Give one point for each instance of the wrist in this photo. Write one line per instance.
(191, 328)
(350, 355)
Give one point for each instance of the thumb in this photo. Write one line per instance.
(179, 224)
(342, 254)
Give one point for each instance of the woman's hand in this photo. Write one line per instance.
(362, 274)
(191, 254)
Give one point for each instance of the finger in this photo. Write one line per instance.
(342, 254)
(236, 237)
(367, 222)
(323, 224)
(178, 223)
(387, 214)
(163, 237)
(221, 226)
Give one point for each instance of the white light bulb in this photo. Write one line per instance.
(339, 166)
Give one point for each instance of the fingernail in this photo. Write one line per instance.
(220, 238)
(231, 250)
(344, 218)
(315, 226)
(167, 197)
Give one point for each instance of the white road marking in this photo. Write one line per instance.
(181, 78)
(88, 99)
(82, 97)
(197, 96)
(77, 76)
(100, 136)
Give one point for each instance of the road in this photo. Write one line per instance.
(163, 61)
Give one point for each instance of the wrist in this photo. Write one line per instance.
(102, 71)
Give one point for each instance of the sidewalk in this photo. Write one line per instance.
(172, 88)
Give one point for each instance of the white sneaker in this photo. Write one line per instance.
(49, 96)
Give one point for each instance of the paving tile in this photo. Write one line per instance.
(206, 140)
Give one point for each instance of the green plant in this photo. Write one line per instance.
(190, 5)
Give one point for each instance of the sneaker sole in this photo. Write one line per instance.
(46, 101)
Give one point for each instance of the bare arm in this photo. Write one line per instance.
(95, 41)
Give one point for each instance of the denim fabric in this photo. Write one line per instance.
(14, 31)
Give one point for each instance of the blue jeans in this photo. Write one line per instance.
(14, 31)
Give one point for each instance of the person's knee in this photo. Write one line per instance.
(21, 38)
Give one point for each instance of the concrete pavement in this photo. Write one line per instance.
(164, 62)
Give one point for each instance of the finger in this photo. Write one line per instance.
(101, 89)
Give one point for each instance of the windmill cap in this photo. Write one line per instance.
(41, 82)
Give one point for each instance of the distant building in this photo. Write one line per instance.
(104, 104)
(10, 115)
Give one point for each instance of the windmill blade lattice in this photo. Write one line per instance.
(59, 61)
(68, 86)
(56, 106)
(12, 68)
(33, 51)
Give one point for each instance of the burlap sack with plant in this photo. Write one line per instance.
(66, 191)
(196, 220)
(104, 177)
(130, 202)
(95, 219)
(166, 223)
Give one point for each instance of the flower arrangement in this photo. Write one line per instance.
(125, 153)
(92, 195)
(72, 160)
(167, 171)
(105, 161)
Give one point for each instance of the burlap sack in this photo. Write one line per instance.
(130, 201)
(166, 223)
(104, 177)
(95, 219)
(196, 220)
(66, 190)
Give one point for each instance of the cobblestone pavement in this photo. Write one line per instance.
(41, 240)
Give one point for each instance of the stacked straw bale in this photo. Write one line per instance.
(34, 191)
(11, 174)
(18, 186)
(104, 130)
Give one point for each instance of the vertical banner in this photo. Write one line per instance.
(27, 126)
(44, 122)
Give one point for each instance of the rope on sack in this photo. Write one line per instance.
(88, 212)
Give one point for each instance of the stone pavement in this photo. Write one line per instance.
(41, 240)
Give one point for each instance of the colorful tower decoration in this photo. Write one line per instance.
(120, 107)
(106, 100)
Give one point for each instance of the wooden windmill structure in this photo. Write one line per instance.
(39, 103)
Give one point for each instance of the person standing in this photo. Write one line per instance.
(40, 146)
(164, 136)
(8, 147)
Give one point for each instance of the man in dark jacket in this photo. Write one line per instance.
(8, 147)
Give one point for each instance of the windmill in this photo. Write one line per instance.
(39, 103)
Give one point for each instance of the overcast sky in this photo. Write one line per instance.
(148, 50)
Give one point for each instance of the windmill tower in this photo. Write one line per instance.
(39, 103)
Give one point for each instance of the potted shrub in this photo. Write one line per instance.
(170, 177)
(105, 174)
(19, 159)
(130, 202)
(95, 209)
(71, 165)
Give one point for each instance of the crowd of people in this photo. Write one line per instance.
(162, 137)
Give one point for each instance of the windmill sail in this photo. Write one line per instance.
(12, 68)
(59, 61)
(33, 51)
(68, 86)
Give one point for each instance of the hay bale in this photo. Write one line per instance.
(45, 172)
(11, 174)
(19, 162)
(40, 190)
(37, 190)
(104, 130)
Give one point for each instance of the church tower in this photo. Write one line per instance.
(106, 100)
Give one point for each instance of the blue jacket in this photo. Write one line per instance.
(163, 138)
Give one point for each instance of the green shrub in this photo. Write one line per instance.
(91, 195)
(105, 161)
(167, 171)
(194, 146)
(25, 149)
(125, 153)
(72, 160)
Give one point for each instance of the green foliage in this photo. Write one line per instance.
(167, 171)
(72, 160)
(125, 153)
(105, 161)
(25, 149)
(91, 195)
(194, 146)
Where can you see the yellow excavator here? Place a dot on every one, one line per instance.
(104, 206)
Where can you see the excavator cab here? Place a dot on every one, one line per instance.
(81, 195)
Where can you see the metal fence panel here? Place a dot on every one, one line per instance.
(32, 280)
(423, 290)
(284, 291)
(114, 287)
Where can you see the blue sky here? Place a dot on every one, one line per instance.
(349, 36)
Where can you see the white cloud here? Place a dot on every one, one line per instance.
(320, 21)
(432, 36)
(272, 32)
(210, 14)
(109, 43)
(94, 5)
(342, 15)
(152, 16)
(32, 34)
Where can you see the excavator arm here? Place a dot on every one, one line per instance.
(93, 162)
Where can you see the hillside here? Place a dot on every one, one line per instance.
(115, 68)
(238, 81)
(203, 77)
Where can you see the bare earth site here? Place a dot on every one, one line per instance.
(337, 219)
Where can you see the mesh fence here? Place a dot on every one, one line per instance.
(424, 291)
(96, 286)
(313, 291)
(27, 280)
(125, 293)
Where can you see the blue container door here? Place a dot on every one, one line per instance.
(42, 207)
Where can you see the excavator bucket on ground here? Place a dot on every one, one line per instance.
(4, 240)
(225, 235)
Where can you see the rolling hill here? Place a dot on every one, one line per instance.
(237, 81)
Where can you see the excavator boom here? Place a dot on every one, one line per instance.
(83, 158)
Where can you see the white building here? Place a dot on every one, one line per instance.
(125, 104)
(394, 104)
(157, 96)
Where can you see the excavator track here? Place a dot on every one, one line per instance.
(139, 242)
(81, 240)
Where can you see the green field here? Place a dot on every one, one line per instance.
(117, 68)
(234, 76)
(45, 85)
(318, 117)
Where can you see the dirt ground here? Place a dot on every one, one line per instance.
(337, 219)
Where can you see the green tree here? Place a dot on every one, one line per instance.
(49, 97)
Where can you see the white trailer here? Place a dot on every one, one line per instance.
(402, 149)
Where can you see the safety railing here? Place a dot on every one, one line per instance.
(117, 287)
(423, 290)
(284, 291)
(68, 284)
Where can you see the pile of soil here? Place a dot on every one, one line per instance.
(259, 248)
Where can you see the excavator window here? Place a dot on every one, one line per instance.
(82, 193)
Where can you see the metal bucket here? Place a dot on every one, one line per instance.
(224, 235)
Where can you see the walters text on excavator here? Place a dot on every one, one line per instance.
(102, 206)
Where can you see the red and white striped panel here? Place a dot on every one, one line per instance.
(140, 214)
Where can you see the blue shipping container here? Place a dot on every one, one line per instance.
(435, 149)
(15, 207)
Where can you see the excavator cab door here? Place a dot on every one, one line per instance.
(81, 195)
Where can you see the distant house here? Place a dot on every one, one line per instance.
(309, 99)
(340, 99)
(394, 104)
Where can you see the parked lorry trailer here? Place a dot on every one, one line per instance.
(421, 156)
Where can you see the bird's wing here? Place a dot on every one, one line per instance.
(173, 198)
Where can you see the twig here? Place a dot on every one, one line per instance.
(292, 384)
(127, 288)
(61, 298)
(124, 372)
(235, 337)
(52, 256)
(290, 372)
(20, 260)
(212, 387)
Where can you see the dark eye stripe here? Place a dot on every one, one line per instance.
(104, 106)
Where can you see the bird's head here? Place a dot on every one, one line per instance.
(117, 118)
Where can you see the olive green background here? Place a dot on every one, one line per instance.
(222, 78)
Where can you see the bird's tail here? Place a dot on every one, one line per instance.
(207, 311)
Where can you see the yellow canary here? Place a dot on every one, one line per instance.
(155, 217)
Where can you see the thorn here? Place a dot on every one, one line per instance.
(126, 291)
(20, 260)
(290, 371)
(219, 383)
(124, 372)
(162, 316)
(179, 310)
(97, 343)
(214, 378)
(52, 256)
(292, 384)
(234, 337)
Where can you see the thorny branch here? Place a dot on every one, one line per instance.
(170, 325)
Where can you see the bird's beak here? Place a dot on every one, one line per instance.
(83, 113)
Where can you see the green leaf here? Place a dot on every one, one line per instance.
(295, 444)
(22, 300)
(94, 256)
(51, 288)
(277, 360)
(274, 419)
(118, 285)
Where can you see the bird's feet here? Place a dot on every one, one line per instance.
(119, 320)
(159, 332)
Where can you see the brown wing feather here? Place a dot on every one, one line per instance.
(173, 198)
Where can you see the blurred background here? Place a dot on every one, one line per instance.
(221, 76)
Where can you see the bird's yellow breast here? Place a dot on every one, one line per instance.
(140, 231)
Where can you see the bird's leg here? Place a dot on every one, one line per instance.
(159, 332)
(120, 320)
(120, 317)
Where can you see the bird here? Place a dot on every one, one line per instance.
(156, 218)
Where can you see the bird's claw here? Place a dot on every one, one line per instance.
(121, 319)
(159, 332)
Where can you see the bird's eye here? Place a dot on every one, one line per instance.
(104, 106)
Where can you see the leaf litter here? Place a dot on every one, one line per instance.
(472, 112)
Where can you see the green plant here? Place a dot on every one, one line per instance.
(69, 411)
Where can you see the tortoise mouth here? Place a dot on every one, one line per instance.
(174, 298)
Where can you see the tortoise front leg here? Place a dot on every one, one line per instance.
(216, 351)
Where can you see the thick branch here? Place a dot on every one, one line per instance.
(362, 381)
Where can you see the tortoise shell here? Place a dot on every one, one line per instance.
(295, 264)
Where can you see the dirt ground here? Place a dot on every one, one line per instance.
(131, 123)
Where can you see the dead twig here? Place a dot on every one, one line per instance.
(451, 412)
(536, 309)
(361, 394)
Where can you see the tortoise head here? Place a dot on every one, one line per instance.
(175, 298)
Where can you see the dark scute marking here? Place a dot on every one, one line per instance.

== Given instruction ==
Output exactly the lines from the one containing "Where can you see the thick" through the last line of the entries, both ends included.

== Output below ==
Where can you see the thick branch here? Place a dot on every one, one line per instance.
(362, 381)
Where can you see the tortoise shell here? Place a dot on every one, one line per instance.
(295, 264)
Where can you see the dirt ground here? Place a dot on every one, one line per instance.
(131, 123)
Where can you see the dead twig here? Place a dot on every one, one line per instance.
(451, 412)
(536, 309)
(361, 394)
Where can you see the tortoise head here? Place a dot on every one, one line per instance.
(175, 298)
Where can you see the dark scute marking here? Place a dot on every one, one line per instance.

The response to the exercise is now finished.